[Records shown]
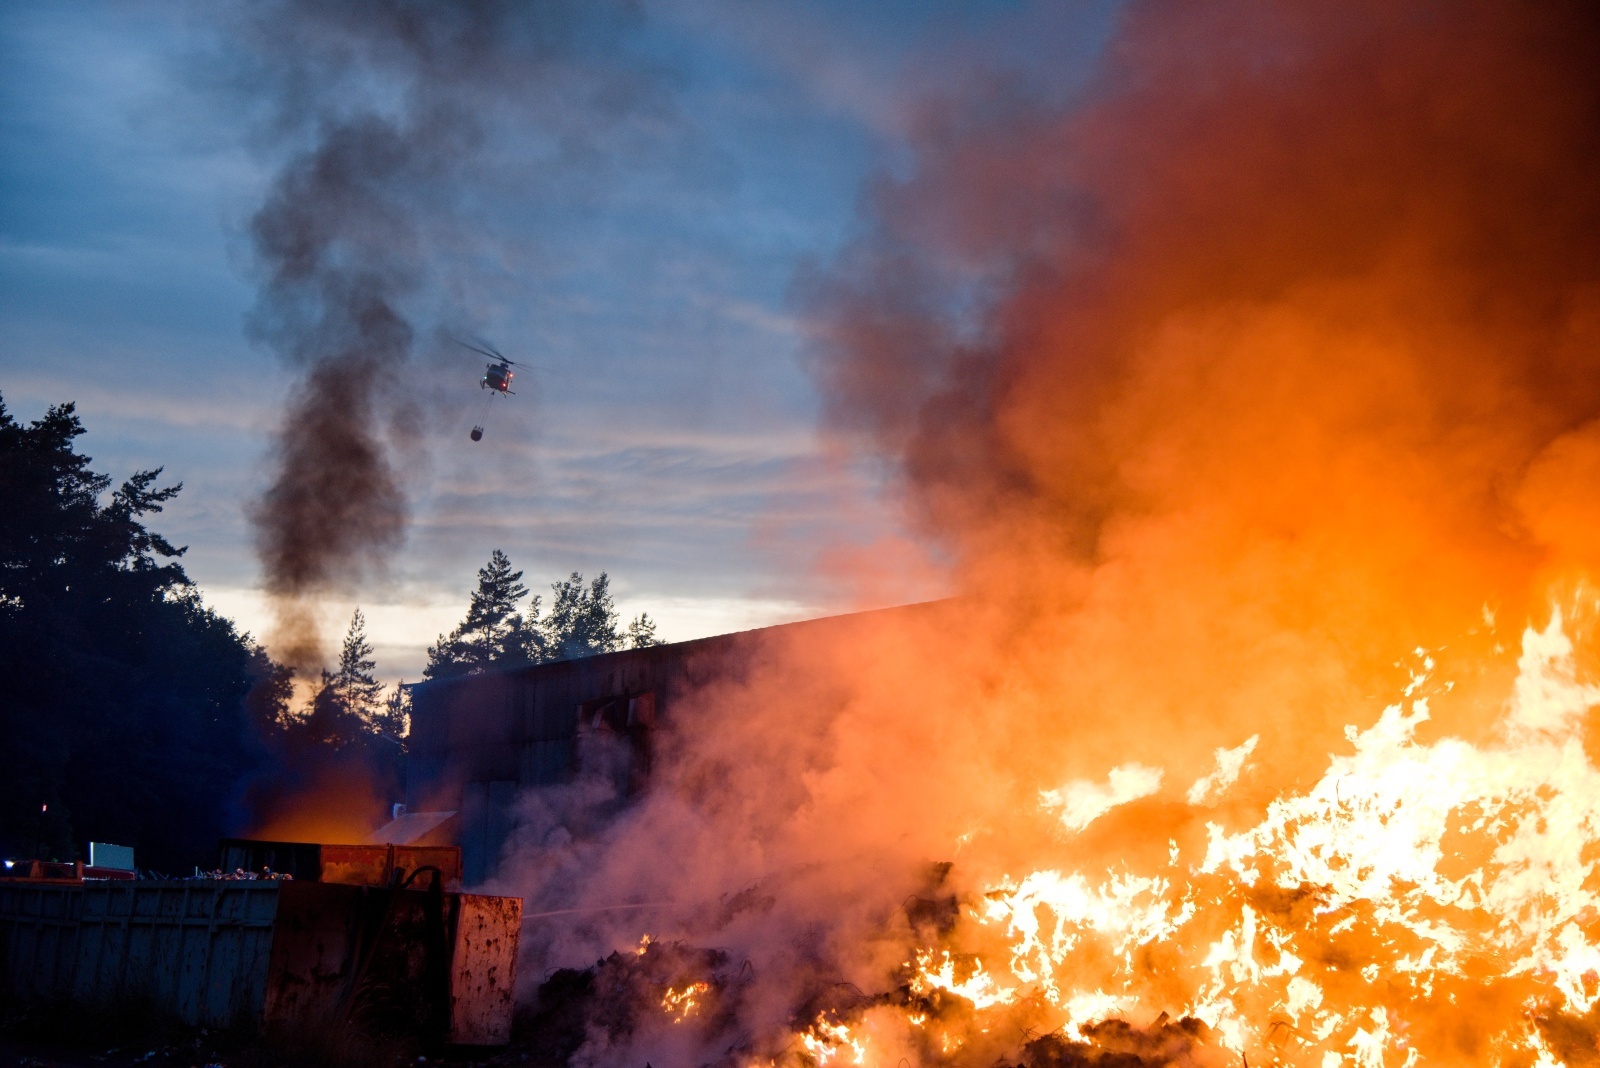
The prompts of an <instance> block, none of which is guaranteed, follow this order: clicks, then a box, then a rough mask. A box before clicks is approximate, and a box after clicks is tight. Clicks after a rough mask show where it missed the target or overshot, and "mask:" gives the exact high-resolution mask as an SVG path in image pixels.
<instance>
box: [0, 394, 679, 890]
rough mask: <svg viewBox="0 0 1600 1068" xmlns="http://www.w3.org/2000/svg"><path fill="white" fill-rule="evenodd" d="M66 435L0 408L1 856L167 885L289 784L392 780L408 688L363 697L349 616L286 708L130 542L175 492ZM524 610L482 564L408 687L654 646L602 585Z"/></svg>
mask: <svg viewBox="0 0 1600 1068" xmlns="http://www.w3.org/2000/svg"><path fill="white" fill-rule="evenodd" d="M82 433H83V425H82V422H80V420H78V417H77V414H75V411H74V406H72V404H59V406H54V408H51V409H50V411H48V412H45V416H43V417H42V419H37V420H34V422H32V424H27V425H24V424H19V422H18V420H14V419H13V417H11V414H10V412H8V411H6V408H5V401H3V397H0V500H3V507H0V855H5V857H43V859H59V860H70V859H78V857H80V851H82V846H83V843H85V841H88V839H94V841H112V843H118V844H131V846H134V849H136V855H138V860H139V865H141V867H146V868H157V870H165V871H184V870H187V868H189V865H192V863H208V862H210V860H211V859H213V857H214V844H216V838H218V836H221V835H229V833H238V831H242V830H245V828H246V827H248V825H251V823H253V822H256V820H258V819H259V817H261V814H262V809H264V807H270V806H272V804H274V803H275V801H282V799H283V798H285V796H288V795H291V793H293V791H294V790H296V788H299V785H301V783H302V782H304V779H306V774H307V772H306V769H315V767H322V769H326V767H330V766H350V767H355V766H362V767H366V769H368V771H370V772H373V774H376V777H378V779H394V777H397V774H398V767H400V759H402V756H403V745H405V734H406V718H408V689H406V687H405V686H394V687H386V686H382V684H381V683H379V681H378V679H376V676H374V670H376V662H374V657H373V646H371V641H370V640H368V636H366V628H365V619H363V616H362V612H360V611H358V609H357V612H355V616H354V619H352V620H350V628H349V632H347V633H346V638H344V643H342V648H341V654H339V660H338V665H336V667H333V668H330V670H326V671H323V673H322V676H320V678H318V679H317V681H315V684H314V686H312V689H310V699H309V702H302V703H298V702H296V700H294V676H293V671H291V670H290V668H288V667H285V665H280V664H277V662H274V660H272V659H270V657H269V656H267V652H266V651H264V649H262V648H261V644H259V643H256V641H254V640H253V638H251V636H250V635H248V633H243V632H240V630H238V627H235V624H234V622H232V620H229V619H226V617H222V616H221V614H218V612H214V611H213V609H210V608H206V606H205V604H203V601H202V598H200V592H198V590H197V587H195V585H194V582H192V580H190V579H189V576H187V574H186V572H184V569H182V566H181V563H179V560H181V556H182V555H184V548H181V547H174V545H171V544H170V542H168V540H166V539H163V537H162V536H160V534H157V532H154V531H150V529H149V528H147V526H146V521H147V516H150V515H157V513H160V512H162V508H163V505H165V504H168V502H170V500H171V499H173V497H174V496H176V494H178V492H179V489H182V486H181V484H168V486H163V484H160V476H162V470H160V468H155V470H144V472H136V473H134V475H133V476H130V478H128V480H126V481H123V483H122V484H120V486H115V488H114V481H112V480H110V478H109V476H107V475H102V473H96V472H94V470H91V467H90V464H91V459H90V457H88V456H82V454H78V452H77V449H75V440H77V438H78V436H80V435H82ZM526 595H528V590H526V588H525V587H523V585H522V572H515V571H512V568H510V561H509V560H507V558H506V555H504V553H501V552H498V550H496V552H494V555H493V556H491V558H490V563H488V564H486V566H485V568H483V569H482V571H480V572H478V588H477V592H475V593H474V595H472V601H470V606H469V609H467V617H466V619H464V620H462V624H461V625H459V627H458V628H456V630H454V632H451V633H450V635H440V638H438V643H437V644H435V646H432V648H430V649H429V664H427V668H426V671H424V676H426V678H442V676H450V675H462V673H474V671H483V670H499V668H507V667H518V665H525V664H538V662H544V660H555V659H566V657H573V656H589V654H594V652H605V651H610V649H618V648H626V646H640V644H653V643H654V627H653V624H651V620H650V617H648V616H640V617H637V619H635V620H634V622H632V624H630V625H629V627H626V628H622V627H619V625H618V616H616V608H614V604H613V600H611V593H610V580H608V577H606V576H605V574H603V572H602V574H600V576H598V577H595V579H594V580H592V582H589V584H587V585H586V584H584V580H582V577H581V576H578V574H573V576H571V577H570V579H566V580H563V582H557V584H555V585H554V587H552V603H550V606H549V611H547V612H541V600H539V598H533V600H531V603H528V604H526V606H525V608H523V598H526Z"/></svg>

[What is being asked]
In the answer, the entries must appear exactly as above, without the images.

[Answer space]
The prompts of an <instance> block, none of which is guaranteed, follow this order: clicks, then a box, then a rough mask. A box before clicks is approximate, and a box after clicks is tight. Clicks after a rough mask show where it missed the target or overshot, and "mask:" gives the exact high-resolution mask as an SVG path in image pixels.
<instance>
box: [0, 394, 679, 890]
rough mask: <svg viewBox="0 0 1600 1068" xmlns="http://www.w3.org/2000/svg"><path fill="white" fill-rule="evenodd" d="M66 435L0 408L1 856L167 885L289 784L392 780L408 688L363 697L349 616L286 708L130 542L175 492ZM524 610L482 564L408 687L654 646L602 585Z"/></svg>
mask: <svg viewBox="0 0 1600 1068" xmlns="http://www.w3.org/2000/svg"><path fill="white" fill-rule="evenodd" d="M82 433H83V425H82V422H80V420H78V417H77V414H75V411H74V406H72V404H59V406H54V408H51V409H50V411H48V412H45V416H43V417H42V419H37V420H34V422H32V424H27V425H24V424H19V422H18V420H14V419H13V417H11V414H10V412H8V411H6V408H5V401H3V397H0V500H3V507H0V855H5V857H43V859H59V860H70V859H78V857H80V851H82V846H83V843H85V841H88V839H94V841H112V843H118V844H131V846H134V849H136V855H138V860H139V865H141V867H146V868H157V870H165V871H184V870H187V868H189V865H192V863H208V862H210V860H211V859H213V857H214V844H216V838H218V836H221V835H229V833H238V831H242V830H245V828H246V827H248V825H251V823H253V822H256V820H258V819H259V817H261V814H262V809H264V807H270V806H272V804H274V803H275V801H282V799H283V798H285V796H288V795H291V793H293V791H294V790H296V788H299V785H301V783H302V782H304V779H306V774H307V772H306V769H315V767H322V769H326V767H330V766H350V767H355V766H362V767H366V769H368V771H370V772H373V774H376V777H378V779H394V777H397V774H398V767H400V759H402V756H403V745H405V734H406V718H408V689H406V687H405V686H394V687H386V686H382V684H381V683H379V681H378V679H376V676H374V670H376V662H374V657H373V646H371V641H370V640H368V636H366V628H365V619H363V616H362V612H360V611H358V609H357V612H355V616H354V619H352V620H350V628H349V632H347V633H346V638H344V643H342V648H341V654H339V660H338V665H336V667H333V668H330V670H326V671H323V673H322V676H320V678H318V679H317V681H315V684H314V686H312V689H310V699H309V702H302V703H298V702H296V700H294V676H293V671H291V670H290V668H288V667H285V665H280V664H277V662H274V660H272V659H270V657H269V656H267V652H266V651H264V649H262V648H261V644H259V643H256V641H254V640H253V638H251V636H250V635H248V633H243V632H240V630H238V627H235V624H234V622H232V620H229V619H226V617H222V616H221V614H218V612H214V611H213V609H210V608H206V606H205V604H203V601H202V598H200V592H198V590H197V587H195V585H194V582H192V580H190V579H189V576H187V574H186V572H184V569H182V566H181V563H179V560H181V556H182V555H184V548H181V547H174V545H171V544H170V542H168V540H166V539H163V537H162V536H160V534H157V532H154V531H150V529H149V528H147V526H146V521H147V516H150V515H157V513H160V512H162V508H163V505H165V504H168V502H170V500H171V499H173V497H174V496H176V494H178V492H179V489H182V486H181V484H168V486H163V484H160V476H162V470H160V468H155V470H144V472H136V473H134V475H133V476H130V478H128V480H126V481H123V483H122V484H120V486H115V488H114V481H112V480H110V478H109V476H107V475H102V473H96V472H94V470H91V467H90V464H91V459H90V457H88V456H82V454H78V452H77V449H75V440H77V438H78V436H80V435H82ZM526 595H528V590H526V588H525V587H523V585H522V572H515V571H512V568H510V561H509V560H507V558H506V555H504V553H501V552H498V550H496V552H494V555H493V556H491V558H490V563H488V564H486V566H485V568H483V569H482V571H480V572H478V588H477V592H475V593H474V595H472V601H470V606H469V609H467V617H466V619H464V620H462V624H461V625H459V627H458V628H456V630H454V632H451V633H450V635H440V638H438V643H437V644H435V646H432V648H430V649H429V664H427V668H426V671H424V676H426V678H442V676H450V675H462V673H474V671H483V670H499V668H507V667H518V665H525V664H538V662H544V660H555V659H566V657H573V656H589V654H594V652H605V651H610V649H618V648H626V646H640V644H653V643H654V627H653V624H651V620H650V617H648V616H640V617H637V619H635V620H634V622H632V624H630V625H629V627H626V628H622V627H619V625H618V616H616V608H614V604H613V600H611V593H610V580H608V577H606V576H605V574H603V572H602V574H600V576H598V577H595V579H594V580H592V582H589V584H587V585H586V584H584V580H582V577H581V576H578V574H573V576H571V577H570V579H566V580H563V582H557V584H555V585H554V587H552V603H550V606H549V611H547V612H541V600H539V598H533V600H531V603H528V604H526V606H525V608H523V598H526Z"/></svg>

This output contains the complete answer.